* _What the task asks_:
Take the line with "Please drop a marker on the brick" and every line after it in the data. Transcribe them exactly, through the last.

* _Extracted entries_:
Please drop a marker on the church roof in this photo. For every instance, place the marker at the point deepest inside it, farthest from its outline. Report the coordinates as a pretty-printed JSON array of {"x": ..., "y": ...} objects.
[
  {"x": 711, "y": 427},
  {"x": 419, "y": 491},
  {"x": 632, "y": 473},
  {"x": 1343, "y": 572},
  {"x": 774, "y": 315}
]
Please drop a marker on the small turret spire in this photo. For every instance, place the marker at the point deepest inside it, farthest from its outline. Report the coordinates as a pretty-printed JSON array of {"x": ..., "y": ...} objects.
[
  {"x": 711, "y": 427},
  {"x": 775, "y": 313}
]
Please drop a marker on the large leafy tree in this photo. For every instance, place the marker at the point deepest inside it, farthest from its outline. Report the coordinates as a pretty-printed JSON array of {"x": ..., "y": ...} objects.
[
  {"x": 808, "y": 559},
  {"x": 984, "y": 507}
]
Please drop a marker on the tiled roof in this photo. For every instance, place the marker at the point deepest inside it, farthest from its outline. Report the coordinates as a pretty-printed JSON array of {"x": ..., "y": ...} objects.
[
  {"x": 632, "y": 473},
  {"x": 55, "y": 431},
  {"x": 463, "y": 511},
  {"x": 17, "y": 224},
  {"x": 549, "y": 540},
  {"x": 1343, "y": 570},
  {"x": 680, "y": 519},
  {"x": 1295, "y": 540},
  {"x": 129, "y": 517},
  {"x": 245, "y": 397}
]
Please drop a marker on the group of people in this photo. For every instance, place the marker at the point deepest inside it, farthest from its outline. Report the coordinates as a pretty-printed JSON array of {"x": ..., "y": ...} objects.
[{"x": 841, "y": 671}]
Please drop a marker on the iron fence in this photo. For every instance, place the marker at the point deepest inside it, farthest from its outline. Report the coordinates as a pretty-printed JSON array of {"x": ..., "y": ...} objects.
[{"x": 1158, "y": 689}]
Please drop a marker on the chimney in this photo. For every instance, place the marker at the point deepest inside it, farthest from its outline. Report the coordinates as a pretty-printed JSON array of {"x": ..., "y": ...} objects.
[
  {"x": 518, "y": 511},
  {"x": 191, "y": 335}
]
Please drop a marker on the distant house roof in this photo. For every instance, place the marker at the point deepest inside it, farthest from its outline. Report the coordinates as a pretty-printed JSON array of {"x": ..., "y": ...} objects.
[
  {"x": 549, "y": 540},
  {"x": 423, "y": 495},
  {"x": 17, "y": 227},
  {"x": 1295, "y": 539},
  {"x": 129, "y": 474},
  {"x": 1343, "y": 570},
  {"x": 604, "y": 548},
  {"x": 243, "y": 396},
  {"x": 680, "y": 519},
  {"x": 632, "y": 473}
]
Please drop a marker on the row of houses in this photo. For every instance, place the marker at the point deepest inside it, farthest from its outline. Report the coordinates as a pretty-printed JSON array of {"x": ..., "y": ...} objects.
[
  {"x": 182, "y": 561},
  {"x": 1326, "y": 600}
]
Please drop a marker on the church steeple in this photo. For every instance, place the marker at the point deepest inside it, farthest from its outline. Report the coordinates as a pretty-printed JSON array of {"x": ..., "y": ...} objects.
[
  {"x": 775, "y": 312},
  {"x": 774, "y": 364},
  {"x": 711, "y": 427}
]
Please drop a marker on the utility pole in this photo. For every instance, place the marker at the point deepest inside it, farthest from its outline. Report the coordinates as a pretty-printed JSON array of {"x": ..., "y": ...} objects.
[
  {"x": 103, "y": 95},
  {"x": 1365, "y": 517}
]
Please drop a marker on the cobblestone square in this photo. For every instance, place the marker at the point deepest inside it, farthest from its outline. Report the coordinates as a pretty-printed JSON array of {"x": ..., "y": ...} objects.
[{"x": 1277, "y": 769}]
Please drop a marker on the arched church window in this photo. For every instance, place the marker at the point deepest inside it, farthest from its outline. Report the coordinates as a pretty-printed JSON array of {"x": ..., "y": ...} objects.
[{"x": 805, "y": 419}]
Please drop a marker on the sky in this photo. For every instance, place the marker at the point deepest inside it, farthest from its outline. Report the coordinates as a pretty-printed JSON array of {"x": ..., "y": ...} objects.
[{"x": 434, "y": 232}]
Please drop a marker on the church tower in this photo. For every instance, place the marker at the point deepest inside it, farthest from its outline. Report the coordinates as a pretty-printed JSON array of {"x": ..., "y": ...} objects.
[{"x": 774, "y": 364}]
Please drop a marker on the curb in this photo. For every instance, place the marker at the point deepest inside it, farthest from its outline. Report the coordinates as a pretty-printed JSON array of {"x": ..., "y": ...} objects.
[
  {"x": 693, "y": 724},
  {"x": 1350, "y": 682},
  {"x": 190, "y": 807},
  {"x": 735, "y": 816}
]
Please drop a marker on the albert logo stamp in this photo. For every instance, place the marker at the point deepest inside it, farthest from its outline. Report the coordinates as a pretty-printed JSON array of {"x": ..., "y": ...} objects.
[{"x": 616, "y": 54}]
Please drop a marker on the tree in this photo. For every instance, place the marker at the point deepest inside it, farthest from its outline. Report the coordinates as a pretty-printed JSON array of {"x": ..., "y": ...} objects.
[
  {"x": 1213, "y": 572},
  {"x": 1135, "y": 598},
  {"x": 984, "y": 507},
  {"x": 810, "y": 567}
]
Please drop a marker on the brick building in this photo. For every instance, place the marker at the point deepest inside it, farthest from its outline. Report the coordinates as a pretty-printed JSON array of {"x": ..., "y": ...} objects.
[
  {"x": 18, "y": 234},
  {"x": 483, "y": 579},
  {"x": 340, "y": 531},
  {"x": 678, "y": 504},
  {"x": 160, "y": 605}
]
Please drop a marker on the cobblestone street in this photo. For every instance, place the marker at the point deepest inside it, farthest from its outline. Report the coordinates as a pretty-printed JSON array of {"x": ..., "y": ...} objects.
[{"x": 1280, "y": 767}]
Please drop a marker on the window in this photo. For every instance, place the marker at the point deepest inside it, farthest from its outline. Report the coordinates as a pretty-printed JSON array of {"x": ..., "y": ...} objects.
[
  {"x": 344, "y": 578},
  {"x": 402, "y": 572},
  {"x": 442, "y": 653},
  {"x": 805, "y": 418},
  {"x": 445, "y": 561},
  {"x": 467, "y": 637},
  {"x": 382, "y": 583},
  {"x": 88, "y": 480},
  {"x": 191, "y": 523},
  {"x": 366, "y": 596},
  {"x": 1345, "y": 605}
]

* _Answer to the problem_:
Please drop a marker on the brick building in this photo. For every instance, place the marker at the point deepest inside it, farthest from its outline. Report the coordinates as a pretty-printed JSON array of {"x": ..., "y": ...} objects.
[
  {"x": 18, "y": 234},
  {"x": 483, "y": 579},
  {"x": 340, "y": 531},
  {"x": 678, "y": 504},
  {"x": 160, "y": 605}
]
Please drop a marker on the cobblestone street in this photo. For every instance, place the marker at the point deepest inside it, farthest from its outline. Report the coordinates as a pretty-printed JSON array of {"x": ..., "y": ...} objects.
[{"x": 1280, "y": 767}]
Please drop a marker on the window in this photo. For every instance, place the marker at the point deepest inside it, farthest from its outline. Report the coordinates as a pretty-printed JSON array of {"x": ..., "y": ...} objects.
[
  {"x": 344, "y": 578},
  {"x": 402, "y": 572},
  {"x": 442, "y": 653},
  {"x": 805, "y": 418},
  {"x": 445, "y": 561},
  {"x": 467, "y": 637},
  {"x": 382, "y": 583},
  {"x": 88, "y": 480},
  {"x": 191, "y": 523},
  {"x": 366, "y": 596},
  {"x": 1345, "y": 605}
]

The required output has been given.